● **Instructions for the task**
Below are the records; copy each line in them that holds the word "print".

——————

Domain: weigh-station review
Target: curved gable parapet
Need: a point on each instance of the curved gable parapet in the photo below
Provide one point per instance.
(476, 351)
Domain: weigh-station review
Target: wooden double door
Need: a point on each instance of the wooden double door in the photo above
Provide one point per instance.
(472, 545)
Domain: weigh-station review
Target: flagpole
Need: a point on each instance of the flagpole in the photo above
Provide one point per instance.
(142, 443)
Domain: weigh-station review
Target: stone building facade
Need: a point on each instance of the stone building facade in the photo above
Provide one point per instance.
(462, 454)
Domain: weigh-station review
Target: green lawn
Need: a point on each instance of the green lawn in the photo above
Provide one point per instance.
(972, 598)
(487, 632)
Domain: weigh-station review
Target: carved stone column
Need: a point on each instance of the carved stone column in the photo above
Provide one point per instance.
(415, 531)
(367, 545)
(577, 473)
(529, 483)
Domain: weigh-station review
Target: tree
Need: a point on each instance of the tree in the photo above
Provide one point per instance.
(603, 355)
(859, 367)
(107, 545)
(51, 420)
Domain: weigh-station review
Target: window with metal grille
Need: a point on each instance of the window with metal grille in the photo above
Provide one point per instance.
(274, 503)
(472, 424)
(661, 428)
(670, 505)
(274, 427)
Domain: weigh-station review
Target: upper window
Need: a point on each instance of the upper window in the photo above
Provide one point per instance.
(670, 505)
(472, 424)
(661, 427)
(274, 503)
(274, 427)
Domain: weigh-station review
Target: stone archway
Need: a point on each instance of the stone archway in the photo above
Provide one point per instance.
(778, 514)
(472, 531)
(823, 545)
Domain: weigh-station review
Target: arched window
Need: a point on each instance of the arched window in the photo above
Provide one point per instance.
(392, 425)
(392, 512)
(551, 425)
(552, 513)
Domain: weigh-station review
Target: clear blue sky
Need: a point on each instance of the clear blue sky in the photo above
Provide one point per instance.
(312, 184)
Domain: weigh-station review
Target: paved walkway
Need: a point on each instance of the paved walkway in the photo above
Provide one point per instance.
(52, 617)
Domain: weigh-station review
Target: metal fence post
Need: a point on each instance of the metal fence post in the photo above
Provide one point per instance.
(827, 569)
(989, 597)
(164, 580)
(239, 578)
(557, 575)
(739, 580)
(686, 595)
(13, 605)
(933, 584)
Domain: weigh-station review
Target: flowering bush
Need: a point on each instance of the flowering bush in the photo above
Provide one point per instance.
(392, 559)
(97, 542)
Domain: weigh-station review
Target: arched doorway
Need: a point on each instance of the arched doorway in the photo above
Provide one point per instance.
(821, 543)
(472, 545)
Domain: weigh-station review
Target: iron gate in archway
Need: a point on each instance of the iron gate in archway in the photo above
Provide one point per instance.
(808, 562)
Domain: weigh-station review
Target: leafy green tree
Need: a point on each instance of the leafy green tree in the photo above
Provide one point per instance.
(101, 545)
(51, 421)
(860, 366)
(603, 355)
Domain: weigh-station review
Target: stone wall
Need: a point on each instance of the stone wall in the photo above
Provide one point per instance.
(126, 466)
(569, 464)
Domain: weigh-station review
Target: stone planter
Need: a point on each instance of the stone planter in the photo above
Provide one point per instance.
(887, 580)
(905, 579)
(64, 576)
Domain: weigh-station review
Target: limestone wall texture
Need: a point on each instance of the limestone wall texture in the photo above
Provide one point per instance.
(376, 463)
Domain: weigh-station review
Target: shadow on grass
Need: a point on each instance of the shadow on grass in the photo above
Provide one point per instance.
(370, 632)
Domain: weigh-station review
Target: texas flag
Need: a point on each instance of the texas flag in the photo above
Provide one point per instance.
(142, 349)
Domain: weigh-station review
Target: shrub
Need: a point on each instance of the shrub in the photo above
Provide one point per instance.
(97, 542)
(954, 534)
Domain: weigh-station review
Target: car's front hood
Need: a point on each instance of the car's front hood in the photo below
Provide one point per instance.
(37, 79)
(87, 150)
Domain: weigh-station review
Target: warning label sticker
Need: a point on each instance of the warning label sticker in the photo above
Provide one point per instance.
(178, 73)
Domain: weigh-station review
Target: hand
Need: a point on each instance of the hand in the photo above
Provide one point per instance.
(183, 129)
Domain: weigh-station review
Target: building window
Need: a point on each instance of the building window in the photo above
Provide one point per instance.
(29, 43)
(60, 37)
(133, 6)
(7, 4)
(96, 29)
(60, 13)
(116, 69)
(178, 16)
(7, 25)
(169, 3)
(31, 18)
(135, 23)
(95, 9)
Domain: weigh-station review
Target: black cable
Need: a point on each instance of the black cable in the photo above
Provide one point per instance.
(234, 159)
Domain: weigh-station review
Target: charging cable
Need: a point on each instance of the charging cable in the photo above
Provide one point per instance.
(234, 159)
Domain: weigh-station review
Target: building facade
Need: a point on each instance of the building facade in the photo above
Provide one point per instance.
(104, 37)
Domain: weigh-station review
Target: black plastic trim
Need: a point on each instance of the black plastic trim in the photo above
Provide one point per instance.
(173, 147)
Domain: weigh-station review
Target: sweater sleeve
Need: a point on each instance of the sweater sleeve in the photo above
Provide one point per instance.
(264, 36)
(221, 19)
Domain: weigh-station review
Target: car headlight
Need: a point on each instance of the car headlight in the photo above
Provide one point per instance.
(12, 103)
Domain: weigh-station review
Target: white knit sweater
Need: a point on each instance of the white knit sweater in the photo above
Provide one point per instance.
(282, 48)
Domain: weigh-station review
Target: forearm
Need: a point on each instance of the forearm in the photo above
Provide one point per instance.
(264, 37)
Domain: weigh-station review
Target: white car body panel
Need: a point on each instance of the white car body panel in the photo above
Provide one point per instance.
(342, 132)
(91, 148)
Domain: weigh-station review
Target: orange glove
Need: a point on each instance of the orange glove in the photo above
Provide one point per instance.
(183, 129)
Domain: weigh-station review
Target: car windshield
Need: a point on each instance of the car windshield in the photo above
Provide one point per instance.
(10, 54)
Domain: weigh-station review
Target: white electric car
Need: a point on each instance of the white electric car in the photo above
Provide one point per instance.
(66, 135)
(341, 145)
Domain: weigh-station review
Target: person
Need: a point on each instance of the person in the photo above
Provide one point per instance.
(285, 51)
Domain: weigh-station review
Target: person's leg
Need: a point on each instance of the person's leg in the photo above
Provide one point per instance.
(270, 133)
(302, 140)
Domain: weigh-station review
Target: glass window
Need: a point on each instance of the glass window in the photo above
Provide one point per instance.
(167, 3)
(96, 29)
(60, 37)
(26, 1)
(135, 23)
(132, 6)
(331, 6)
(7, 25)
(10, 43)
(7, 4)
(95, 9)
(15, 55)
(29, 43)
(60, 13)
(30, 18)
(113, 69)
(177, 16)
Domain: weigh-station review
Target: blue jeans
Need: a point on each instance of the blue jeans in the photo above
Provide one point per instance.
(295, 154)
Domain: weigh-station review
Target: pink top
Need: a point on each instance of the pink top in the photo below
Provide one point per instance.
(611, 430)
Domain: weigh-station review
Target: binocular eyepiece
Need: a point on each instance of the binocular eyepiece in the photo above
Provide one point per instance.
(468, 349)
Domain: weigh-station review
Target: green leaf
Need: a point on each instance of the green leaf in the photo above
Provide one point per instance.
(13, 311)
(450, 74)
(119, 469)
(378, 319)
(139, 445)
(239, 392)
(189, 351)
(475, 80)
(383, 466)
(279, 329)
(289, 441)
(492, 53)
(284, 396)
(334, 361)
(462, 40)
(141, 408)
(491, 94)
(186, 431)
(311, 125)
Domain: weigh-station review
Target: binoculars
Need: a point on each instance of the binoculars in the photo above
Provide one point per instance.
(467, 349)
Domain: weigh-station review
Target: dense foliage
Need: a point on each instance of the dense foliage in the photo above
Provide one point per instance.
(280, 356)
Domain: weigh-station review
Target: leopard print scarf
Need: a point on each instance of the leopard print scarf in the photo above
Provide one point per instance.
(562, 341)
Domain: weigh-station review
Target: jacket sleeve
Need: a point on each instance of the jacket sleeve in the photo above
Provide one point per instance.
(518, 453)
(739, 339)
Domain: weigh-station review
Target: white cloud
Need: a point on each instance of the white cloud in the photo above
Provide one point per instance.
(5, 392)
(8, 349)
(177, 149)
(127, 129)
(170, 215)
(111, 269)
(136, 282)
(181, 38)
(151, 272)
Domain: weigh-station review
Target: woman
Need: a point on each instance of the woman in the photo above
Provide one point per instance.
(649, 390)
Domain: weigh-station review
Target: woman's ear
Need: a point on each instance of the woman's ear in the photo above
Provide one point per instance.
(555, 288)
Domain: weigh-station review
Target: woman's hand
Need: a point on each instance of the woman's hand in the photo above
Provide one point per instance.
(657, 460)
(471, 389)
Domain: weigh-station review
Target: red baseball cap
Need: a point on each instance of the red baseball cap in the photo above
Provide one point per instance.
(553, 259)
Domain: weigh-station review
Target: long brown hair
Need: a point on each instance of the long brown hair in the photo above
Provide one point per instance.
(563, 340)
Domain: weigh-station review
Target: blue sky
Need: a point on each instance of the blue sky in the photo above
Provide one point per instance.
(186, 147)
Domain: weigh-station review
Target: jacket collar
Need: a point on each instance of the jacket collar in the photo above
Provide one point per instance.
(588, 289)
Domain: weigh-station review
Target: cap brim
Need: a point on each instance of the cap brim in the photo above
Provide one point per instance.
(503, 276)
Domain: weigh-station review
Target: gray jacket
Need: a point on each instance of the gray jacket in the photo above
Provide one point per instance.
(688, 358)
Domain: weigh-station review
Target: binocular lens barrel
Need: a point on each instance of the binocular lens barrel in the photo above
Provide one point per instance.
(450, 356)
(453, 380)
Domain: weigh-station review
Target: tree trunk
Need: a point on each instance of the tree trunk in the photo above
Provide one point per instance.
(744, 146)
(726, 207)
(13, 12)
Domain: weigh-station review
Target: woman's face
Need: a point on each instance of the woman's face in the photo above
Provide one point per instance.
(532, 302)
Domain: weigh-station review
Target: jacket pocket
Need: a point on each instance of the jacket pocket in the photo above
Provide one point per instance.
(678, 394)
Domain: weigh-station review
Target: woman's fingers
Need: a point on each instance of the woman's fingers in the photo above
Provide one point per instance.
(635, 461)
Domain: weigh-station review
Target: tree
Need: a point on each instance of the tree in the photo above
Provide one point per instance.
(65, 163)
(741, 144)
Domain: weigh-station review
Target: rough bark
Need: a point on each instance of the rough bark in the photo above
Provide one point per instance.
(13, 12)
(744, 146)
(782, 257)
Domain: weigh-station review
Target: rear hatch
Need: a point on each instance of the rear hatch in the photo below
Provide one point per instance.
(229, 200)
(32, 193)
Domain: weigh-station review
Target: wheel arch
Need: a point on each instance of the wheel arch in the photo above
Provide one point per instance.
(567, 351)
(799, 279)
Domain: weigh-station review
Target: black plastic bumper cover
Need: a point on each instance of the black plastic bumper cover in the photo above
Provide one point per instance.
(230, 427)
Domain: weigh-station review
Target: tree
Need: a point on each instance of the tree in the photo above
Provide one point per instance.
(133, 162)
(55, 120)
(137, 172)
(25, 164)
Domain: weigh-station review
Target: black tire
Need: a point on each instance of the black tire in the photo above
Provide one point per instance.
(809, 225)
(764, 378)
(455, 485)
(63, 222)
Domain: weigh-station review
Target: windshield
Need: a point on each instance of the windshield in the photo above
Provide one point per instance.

——————

● **Solution for this exercise**
Target: leopard print scarf
Need: a point on each instance of the leopard print scarf in the photo above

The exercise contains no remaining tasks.